Materials provided:
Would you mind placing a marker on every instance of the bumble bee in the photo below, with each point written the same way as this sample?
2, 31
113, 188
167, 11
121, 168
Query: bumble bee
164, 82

What is needed:
All of the records above are to be printed again exactly as they appear.

Expected answer:
Would you mind placing a marker on every instance of the bumble bee in the photo below, with each point written the same way as this sample?
2, 31
113, 188
167, 11
121, 168
Query: bumble bee
164, 82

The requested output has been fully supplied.